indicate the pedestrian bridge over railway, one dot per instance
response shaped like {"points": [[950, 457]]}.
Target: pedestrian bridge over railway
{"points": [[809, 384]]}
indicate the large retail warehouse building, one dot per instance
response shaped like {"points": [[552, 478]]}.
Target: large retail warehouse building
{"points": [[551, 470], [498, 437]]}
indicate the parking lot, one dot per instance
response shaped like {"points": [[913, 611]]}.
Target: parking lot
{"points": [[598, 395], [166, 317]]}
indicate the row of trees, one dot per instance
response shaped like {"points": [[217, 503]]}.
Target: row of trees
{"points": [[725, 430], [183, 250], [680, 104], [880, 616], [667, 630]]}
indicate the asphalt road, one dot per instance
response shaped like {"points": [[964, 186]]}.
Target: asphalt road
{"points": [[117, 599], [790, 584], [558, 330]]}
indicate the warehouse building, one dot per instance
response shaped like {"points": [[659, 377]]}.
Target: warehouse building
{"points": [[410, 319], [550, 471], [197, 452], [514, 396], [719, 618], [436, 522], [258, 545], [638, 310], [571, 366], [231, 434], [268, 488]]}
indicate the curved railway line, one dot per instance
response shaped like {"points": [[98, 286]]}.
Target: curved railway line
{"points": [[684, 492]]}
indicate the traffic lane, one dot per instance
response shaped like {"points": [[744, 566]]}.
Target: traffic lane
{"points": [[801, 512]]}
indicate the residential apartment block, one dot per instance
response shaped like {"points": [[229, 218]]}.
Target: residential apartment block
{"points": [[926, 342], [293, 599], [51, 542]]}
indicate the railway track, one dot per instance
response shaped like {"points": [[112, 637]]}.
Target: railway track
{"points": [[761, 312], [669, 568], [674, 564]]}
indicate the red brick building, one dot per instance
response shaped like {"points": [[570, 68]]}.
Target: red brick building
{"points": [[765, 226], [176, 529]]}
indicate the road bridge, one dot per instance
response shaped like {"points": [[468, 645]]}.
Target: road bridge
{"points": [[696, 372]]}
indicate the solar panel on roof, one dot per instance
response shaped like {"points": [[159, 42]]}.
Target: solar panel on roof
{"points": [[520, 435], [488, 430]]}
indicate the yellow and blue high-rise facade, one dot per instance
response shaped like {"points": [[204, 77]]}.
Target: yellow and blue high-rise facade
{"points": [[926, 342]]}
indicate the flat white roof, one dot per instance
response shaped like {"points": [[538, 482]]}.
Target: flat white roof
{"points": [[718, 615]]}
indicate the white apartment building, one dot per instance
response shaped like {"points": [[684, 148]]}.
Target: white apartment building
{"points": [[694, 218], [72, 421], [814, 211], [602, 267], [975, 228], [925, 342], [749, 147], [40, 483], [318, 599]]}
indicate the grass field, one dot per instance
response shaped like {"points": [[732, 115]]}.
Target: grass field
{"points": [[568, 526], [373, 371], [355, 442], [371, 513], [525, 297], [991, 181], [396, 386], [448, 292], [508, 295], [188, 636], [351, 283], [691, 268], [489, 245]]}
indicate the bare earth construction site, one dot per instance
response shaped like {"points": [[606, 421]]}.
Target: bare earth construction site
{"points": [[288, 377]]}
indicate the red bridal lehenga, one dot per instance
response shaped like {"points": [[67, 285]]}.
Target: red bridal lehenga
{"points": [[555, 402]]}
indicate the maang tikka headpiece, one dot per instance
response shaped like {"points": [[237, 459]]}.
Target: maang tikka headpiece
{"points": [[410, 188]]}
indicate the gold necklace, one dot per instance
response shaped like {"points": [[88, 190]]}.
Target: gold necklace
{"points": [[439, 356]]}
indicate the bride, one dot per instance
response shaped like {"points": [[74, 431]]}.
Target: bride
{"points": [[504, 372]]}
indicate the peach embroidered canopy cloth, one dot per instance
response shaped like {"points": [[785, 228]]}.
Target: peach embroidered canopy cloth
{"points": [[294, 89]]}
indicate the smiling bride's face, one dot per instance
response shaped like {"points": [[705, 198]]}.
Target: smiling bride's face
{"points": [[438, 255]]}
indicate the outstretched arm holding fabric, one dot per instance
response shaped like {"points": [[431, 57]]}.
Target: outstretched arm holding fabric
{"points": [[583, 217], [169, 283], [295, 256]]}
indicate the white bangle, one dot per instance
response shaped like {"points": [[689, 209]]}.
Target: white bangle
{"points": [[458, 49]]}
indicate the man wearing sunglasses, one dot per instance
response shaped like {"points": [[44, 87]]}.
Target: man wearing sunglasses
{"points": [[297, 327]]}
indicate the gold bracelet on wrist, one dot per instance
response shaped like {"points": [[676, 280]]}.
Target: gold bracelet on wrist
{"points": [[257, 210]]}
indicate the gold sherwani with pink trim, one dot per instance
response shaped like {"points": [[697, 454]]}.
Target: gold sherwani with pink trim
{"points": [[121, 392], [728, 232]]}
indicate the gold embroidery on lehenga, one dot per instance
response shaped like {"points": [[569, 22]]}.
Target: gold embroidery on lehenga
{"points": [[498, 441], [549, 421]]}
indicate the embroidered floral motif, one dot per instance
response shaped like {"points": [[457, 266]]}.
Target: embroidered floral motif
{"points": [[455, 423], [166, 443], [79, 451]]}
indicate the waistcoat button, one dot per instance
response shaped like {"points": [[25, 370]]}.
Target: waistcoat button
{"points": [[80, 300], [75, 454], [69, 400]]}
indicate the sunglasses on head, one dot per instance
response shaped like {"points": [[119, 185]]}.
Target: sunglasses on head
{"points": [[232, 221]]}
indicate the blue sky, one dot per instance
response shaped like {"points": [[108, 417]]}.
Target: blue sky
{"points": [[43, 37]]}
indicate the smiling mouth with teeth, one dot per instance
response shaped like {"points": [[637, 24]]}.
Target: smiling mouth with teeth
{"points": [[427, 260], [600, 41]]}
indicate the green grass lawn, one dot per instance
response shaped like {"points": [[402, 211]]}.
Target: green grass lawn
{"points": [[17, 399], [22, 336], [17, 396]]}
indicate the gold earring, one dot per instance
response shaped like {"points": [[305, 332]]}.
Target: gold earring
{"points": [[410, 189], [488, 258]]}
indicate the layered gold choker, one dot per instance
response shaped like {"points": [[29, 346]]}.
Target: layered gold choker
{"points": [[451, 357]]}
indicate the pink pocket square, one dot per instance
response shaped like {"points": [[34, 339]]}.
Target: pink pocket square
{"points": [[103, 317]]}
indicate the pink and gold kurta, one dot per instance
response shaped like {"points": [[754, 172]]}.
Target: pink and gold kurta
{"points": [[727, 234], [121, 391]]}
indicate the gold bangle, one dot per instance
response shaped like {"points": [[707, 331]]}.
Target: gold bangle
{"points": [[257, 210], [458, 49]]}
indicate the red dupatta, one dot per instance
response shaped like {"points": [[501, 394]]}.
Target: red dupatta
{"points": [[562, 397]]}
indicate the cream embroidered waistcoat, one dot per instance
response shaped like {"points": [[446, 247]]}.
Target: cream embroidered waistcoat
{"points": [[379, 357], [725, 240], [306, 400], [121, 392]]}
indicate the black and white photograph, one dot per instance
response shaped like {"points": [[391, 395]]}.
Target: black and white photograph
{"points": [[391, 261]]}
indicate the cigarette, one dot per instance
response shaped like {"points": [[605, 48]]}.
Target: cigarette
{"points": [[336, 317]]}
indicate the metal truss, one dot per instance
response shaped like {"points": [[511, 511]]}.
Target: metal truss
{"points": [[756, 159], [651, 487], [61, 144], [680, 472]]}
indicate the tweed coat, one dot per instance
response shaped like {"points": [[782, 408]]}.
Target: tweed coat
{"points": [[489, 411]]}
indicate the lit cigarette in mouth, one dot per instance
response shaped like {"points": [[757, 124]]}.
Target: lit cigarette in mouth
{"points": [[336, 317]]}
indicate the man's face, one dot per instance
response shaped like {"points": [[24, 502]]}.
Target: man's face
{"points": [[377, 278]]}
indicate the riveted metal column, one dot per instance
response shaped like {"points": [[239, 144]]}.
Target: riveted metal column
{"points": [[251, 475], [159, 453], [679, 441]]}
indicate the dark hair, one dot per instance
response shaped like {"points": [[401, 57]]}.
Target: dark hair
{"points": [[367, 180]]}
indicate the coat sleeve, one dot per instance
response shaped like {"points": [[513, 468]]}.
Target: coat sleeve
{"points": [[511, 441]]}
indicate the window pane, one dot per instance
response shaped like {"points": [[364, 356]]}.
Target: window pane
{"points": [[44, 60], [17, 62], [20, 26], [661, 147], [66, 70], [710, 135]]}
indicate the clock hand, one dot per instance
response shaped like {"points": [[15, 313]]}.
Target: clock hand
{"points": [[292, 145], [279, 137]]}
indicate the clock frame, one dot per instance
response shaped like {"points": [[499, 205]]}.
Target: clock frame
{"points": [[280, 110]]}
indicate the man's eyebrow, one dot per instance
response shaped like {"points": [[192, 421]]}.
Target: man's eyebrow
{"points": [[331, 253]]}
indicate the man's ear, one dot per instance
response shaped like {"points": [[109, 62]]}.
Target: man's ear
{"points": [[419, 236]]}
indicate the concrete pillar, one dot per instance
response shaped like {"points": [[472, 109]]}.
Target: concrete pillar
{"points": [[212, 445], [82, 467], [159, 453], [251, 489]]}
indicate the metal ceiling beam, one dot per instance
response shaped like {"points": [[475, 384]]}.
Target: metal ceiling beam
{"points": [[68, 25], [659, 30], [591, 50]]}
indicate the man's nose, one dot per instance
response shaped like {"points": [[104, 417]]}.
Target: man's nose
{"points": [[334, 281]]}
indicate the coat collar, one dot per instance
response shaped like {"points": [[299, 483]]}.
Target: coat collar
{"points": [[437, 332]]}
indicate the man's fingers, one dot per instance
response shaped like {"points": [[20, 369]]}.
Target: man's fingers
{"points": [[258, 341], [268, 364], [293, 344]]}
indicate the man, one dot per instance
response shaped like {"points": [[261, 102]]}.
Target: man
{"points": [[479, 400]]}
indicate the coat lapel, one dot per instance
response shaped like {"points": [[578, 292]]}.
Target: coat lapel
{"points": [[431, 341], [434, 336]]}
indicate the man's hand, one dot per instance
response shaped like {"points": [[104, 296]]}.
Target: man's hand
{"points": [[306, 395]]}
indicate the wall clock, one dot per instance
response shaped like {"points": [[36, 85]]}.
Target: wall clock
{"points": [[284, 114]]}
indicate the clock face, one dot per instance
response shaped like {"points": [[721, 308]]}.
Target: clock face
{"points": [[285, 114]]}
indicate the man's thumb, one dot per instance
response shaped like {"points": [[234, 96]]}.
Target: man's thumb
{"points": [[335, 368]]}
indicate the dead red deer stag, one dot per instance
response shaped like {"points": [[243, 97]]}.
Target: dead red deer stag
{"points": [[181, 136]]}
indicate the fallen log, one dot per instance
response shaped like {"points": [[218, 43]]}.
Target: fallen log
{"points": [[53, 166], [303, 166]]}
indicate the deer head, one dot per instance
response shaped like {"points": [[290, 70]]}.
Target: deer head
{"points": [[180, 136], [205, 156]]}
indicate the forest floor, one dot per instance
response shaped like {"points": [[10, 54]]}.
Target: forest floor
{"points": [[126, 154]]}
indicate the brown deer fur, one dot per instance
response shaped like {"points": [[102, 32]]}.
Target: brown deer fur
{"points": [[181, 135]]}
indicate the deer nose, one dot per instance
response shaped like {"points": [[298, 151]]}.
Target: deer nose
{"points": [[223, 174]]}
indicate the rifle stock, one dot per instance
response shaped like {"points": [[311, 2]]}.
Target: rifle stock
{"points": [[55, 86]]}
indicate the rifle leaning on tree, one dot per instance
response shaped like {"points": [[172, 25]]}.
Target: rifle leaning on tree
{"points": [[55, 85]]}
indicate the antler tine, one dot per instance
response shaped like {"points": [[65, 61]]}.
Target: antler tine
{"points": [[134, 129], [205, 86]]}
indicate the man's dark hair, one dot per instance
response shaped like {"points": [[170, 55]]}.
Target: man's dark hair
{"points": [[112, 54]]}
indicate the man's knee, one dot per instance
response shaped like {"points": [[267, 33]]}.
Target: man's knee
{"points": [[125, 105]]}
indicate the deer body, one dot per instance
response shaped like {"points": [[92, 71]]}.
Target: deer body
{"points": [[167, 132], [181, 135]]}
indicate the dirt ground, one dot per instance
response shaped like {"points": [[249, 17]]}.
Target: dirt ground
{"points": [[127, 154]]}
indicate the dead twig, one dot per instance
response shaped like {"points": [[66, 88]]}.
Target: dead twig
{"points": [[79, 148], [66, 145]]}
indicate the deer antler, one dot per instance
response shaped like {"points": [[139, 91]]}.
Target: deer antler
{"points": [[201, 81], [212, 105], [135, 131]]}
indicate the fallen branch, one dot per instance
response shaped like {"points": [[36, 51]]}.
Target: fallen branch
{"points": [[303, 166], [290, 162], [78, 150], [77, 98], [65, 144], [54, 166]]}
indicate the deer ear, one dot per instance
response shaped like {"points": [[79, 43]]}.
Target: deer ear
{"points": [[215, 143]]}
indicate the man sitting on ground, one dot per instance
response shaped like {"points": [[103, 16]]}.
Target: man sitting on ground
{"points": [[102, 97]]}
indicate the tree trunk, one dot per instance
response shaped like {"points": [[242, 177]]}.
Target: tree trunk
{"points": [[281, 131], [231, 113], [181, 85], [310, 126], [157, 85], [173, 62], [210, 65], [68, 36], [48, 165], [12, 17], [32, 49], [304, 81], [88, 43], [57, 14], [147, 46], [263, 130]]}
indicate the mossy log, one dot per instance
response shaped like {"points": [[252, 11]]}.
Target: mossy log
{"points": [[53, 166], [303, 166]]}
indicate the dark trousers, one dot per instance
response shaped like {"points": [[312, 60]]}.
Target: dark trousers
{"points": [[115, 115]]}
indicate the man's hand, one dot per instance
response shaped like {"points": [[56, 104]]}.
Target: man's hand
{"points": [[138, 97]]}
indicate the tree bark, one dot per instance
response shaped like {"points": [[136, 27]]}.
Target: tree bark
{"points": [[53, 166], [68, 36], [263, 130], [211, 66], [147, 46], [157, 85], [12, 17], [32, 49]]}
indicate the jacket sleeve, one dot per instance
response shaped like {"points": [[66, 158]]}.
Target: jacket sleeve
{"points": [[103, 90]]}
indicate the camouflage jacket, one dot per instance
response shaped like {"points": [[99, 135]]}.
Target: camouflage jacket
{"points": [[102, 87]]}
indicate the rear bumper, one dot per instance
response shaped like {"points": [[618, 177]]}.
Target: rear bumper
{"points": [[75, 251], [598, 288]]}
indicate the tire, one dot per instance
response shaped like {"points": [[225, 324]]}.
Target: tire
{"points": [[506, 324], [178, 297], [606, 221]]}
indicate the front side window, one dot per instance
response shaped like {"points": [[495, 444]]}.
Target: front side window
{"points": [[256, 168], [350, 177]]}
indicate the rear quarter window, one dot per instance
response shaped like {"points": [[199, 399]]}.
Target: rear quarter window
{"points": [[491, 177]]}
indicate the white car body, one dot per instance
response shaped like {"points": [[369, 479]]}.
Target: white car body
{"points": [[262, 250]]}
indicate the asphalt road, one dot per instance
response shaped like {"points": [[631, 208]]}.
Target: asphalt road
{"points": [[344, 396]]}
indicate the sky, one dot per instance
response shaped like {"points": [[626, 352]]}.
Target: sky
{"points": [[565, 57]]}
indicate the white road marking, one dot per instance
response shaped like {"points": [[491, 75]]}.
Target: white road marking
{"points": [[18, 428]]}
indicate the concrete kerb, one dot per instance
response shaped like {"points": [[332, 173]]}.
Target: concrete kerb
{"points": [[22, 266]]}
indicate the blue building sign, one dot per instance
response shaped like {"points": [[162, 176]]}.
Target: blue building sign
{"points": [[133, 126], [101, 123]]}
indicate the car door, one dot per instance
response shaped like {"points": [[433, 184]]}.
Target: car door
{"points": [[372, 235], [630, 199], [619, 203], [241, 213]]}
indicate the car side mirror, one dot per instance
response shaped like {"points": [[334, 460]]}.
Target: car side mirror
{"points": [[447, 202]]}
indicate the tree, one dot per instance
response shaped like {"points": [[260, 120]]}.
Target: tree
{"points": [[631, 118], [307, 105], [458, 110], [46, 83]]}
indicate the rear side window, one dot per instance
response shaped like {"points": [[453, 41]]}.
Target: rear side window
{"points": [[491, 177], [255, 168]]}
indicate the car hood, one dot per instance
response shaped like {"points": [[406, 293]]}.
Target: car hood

____________________

* [PROBLEM REQUIREMENTS]:
Starting with the line that contains "indicate the white road", output every line through the end of the listing above, unchanged.

* [FULL OUTPUT]:
indicate the white road marking, one dot per instance
response shaped like {"points": [[491, 75]]}.
Target: white road marking
{"points": [[18, 428]]}
indicate the concrete kerb, one dot per instance
response shaped like {"points": [[332, 173]]}.
Target: concrete kerb
{"points": [[22, 266]]}
indicate the blue building sign, one dot per instance
response shaped like {"points": [[162, 176]]}.
Target: blue building sign
{"points": [[133, 126], [101, 123]]}
indicate the car door, one dot per instance
response shaped like {"points": [[433, 184]]}.
Target: car door
{"points": [[372, 235], [630, 199], [619, 203], [241, 213]]}
indicate the car side mirror, one dot per instance
response shaped like {"points": [[334, 460]]}.
Target: car side mirror
{"points": [[447, 202]]}
indicate the tree, one dot per instance
response shaped like {"points": [[260, 120]]}.
Target: tree
{"points": [[631, 118], [307, 105], [458, 110], [46, 83]]}
indicate the rear side window, one dot per instance
response shaped like {"points": [[453, 41]]}.
Target: rear side window
{"points": [[491, 177], [255, 168]]}
indicate the car hood, one dot per instance
response shaped like {"points": [[406, 293]]}.
Target: car hood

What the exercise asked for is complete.